---------- Selected extract ----------
My introduction to the culture and spirit of Nigeria came just a year ago when I first met the engaging Oritseweyinmi Jemide. As my co-facilitator, Mary Cooper, and I were preparing for one of our annual Leadership Challenge ®Workshop and Facilitator Training events in Orlando, Florida, Weyinmi (his preferred name, pronounced Ware-Yin-Me) contacted me and expressed interest in attending. To help him prepare, we shipped a Facilitator Manual to Lagos (not an easy feat) so that he could complete the required pre-work before making his way to Central Florida and his first experience with The Leadership Challenge.
Other than a few email exchanges, I didn’t really know much about this smart, slender man who was traveling all this way to attend our workshop. Fortunately, several years ago, Mary and I adopted the practice of hosting a nightly dinner at a local restaurant as a way for us to get to know more about our workshop participants and adapt the subsequent two-day program based on what we learn. And during that first meeting, we learned much more about Weyinmi: his love of photography and his wonderful sense of humor that was augmented by a hearty laugh. He was already an accomplished trainer and business consultant and had a strong and evident value system that included a spiritual focus and orientation to family.
This pre-workshop dinner also proved important for a number of other reasons. As part of our group we not only had Weyinmi from Nigeria, but two other attendees from Singapore as well, which provided us with a unique opportunity to learn more about some of the cultural challenges involved in delivering The Leadership Challenge® Workshop around the world. And although I wasn’t aware of it at the time, this insight would come in handy a few months later as I headed to Nigeria to help Weyinmi bring The Leadership Challenge to Africa.
Having never been to Nigeria—or any country in Africa, for that matter—I was transformed by the experience. From the first, I was surprised to learn that Nigeria is the largest country in Africa (by population). In fact, Nigeria has more than twice the population of the second largest African country, Ethiopia. And Lagos, the city where Weyinmi resides and we would deliver the workshop, has a population of over 7 million—roughly the size of New York City.
On my first full day in Lagos, I was immediately transported into the Nigerian culture and Weyinmi’s world as pastor of the City of David, a congregation of the Redeemed Christian Church of God. I was graciously welcomed to what became a surprising and wonderful combination of education and celebration. In addition to it being Father’s Day, this was the one Sunday of the year that is dedicated to teaching and preaching on medical and health-related topics. For many Nigerians, church is where they go to learn (as well as to praise) and the City of David specifically provides members of its congregation with information they need to live a healthier lifestyle.
Other differences were also striking. In the U.S., for example, I’m used to a church service lasting about an hour. This service was three hours long, yet it never dragged. The music was phenomenal with a 15-person choir and a full band accompaniment. They sang and danced to one song that lasted over 25 minutes! I was completely enthralled by the dancing, the singing, and everyone in their Sunday best—complete with beautiful hair wraps of extraordinary color.
Fully experiencing the people of a different culture was an important reason why I was excited to make the trip to Nigeria. And this church experience—on my first full day, no less—offered the perfect opportunity to be welcomed into a different country by the hospitality of its people. From there, I was ready to get down to work with Weyinmi to finalize plans for the workshop and get ready to meet our group of aspiring leaders.
----------
# What you should do:
Write the next part of the account of a trip to Nigeria, starting right after its final paragraph. The material that follows is not needed.
---------- Data shown ----------
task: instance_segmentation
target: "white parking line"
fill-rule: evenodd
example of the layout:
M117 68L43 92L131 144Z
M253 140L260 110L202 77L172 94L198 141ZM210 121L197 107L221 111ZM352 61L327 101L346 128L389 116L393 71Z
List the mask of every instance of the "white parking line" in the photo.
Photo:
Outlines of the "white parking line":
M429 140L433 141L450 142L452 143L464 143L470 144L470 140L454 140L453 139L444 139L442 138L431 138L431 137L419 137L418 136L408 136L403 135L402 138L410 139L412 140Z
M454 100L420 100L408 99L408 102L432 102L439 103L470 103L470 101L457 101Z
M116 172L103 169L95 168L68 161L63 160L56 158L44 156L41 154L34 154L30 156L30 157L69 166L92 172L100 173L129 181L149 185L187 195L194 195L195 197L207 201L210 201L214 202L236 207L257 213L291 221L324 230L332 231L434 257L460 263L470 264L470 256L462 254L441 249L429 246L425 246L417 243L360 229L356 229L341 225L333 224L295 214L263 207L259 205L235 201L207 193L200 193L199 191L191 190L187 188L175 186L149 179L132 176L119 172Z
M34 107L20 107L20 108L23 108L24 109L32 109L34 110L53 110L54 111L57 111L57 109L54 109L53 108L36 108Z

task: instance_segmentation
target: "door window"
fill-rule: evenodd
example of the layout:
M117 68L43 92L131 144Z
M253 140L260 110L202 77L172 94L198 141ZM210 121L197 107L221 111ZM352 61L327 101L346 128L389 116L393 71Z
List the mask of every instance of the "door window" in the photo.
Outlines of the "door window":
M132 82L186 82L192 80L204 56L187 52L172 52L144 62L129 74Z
----------
# Response area:
From the experiential activities to the Leadership Practices Inventory coaching sessions, the first-ever The Leadership Challenge® Workshop held in Lagos, Nigeria was a terrific success—a testament to the global nature of Jim and Barry’s work. It is truly amazing. Our 30 participants—bankers, teachers, and mid-level managers of community organizations—arrived very eager and willing to learn more about The Five Practices of Exemplary Leadership®. They were especially interested in hearing about the issues leaders in the U.S. face, and to realize that the challenge of getting people engaged and motivated in the workplace is the same the world over, whether you’re in Nebraska or Nigeria. Despite any initial concern I might have had about whether the Personal Best activity would work or the stories we shared would make The Five Practices clearly evident, the workshop produced a wonderful two-day experience. During the presentation of certificates at the end of the second day, for example, each participant took time to briefly share with the group the impact the workshop had on them, including one leader who described it as “a deep, soul-searching, fulfilling, enriching, and rewarding time well spent.” And the recognition table was empty!
Because my consulting philosophy combines the elements of diversity and leadership, helping organizations create an atmosphere where everyone can do their best work— because of differences not regardless of differences—this inaugural Leadership Challenge® Workshop in Lagos was an especially enlightening and rewarding experience for me. Weyinmi and I made a great team: I presented the fundamental concepts of The Five Practices from a Certified Master’s perspective and Weyinmi provided the essential cultural context that fully integrated the model directly into the Nigerian experience. And we both look forward to future collaborations. The Leadership Challenge community welcomed Weyinmi at this year’s Forum in Scottsdale and he’s already planning to make his way to New Orleans in 2014. In addition, we have a second workshop scheduled for Lagos in October 2013 with hopefully three or four more in 2014.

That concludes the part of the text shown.